- [SELECTED EXCERPT]:

This is a story full of potential trauma--a very ambitious one for a debut novel, even for an author who goes on to win numerous awards. I read to page 158 and could easily have kept going, but I felt the characters were relatively one-dimensional--Erica is super perfect, Serenity's religious, well-meaning grandparents are just that, her friends and classmates in school behave predictably like 8th-grade girls. Serenity slowly reveals the trauma surrounding her mom's death (presumably she'll have a major breakthrough in therapy by the time the book is over), but most of the time she functions as though it never happened, whereas her brother shows every sign of making the same bad decisions that plague the neighborhood boys and men. It's a good book, just not yet on the same level as Piecing me Together or Kheryn Callender's Hurricane Child.

The pastel-colored, cartoony cover reminds me of the Cupcake Diaries series; I much prefer the more realistic, more mature-looking portrait on the redesign, for a story that deals with much more serious topics. ( )
  reader1009 | Jul 3, 2021 |
So glad this got a new cover. This looks like upper-elementary sweetness and light, but it deals with some serious trauma. It's warm and engaging, though; I might give it to middle schoolers who need some bibliotherapy around issues of parental death or abuse or generally taking control of their own lives, but I can't imagine any kid who's okay reading about those issues wouldn't be caught up in it. Religion is shown as a strong support through difficult times, with realistic questioning of belief. There's a brief poetry exercise at the beginning of each chapter -- easy to gloss over if it's not your thing, but a good classroom connection for young writers. (The author is a poetry teacher.) ( )
  SamMusher | Sep 7, 2019 |
Moving story about coping with loss. ( )

- [WORK REQUEST 1]:
Answer these questions about the book reviews, each answer on its own line marked like its question:
(a) To what page did the first reviewer read?
(b) Which series does the pastel-colored, cartoony cover bring to mind?
(c) According to the second review, what subject does the author teach?
- [WORK REQUEST 2]: Rewrite the stretch of the book reviews from "reader1009 | Jul" through "with loss. ( )", replacing "middle schoolers" with "young teens".

- [Entries taken from a collection]:
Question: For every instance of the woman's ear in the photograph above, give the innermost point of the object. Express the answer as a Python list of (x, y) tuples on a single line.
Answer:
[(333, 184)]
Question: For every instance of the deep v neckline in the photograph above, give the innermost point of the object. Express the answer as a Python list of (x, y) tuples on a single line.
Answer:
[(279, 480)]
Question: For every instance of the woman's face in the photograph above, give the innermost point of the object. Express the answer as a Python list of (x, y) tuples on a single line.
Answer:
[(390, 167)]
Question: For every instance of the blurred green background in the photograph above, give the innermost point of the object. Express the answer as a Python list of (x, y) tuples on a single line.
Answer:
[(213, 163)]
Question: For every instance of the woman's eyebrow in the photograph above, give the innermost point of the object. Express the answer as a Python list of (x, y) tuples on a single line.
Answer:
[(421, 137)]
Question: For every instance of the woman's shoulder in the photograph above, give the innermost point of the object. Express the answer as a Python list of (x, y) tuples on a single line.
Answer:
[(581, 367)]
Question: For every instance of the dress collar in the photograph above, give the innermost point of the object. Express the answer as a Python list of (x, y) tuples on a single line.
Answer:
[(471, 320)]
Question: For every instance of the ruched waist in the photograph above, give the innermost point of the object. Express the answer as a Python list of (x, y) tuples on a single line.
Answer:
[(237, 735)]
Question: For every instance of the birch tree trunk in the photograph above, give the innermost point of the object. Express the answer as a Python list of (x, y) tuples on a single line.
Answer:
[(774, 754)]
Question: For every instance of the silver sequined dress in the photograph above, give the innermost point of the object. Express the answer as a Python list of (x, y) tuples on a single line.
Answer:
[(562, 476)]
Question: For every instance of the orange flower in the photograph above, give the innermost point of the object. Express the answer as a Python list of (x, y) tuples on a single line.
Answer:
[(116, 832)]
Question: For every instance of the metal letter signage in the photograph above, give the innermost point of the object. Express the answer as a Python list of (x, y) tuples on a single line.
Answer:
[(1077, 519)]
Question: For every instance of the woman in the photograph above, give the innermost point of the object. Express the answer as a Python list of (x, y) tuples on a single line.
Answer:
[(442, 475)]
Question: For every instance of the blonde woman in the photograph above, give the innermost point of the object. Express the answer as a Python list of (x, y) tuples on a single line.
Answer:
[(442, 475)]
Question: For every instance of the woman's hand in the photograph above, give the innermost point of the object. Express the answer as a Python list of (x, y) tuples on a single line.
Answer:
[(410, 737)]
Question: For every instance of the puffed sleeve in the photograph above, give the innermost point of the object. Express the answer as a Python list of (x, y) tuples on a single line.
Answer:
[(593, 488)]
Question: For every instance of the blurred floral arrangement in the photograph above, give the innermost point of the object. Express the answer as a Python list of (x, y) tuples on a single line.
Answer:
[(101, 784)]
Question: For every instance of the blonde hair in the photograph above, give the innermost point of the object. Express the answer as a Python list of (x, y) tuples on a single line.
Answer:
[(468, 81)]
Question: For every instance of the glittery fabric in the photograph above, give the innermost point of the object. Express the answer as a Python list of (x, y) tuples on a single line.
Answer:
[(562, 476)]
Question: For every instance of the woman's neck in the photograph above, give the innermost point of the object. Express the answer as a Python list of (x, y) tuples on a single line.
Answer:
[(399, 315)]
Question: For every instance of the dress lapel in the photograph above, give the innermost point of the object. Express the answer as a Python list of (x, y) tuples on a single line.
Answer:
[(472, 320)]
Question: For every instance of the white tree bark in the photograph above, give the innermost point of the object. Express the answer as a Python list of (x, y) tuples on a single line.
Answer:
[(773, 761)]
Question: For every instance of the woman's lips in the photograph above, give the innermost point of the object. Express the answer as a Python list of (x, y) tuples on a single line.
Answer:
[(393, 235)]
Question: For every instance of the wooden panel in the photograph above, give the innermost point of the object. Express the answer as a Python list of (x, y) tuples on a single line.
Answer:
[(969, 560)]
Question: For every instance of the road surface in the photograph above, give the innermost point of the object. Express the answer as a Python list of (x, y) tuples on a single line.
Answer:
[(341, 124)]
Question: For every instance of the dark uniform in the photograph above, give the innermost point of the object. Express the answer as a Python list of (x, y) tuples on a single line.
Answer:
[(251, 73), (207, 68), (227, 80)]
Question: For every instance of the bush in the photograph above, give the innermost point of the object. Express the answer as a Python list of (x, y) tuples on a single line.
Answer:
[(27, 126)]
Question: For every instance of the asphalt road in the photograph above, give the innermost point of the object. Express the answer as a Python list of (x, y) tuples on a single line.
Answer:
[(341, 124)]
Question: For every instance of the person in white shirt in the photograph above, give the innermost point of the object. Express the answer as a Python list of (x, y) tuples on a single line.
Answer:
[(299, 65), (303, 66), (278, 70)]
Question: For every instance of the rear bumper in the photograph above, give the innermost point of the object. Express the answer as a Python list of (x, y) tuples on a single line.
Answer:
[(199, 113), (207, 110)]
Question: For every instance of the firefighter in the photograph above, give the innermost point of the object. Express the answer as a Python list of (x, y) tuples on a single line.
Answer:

- [ANSWER 1]:
(a) Page 158
(b) The Cupcake Diaries series
(c) Poetry

- [ANSWER 2]:
reader1009 | Jul 3, 2021 |
So glad this got a new cover. This looks like upper-elementary sweetness and light, but it deals with some serious trauma. It's warm and engaging, though; I might give it to young teens who need some bibliotherapy around issues of parental death or abuse or generally taking control of their own lives, but I can't imagine any kid who's okay reading about those issues wouldn't be caught up in it. Religion is shown as a strong support through difficult times, with realistic questioning of belief. There's a brief poetry exercise at the beginning of each chapter -- easy to gloss over if it's not your thing, but a good classroom connection for young writers. (The author is a poetry teacher.) ( )
  SamMusher | Sep 7, 2019 |
Moving story about coping with loss. ( )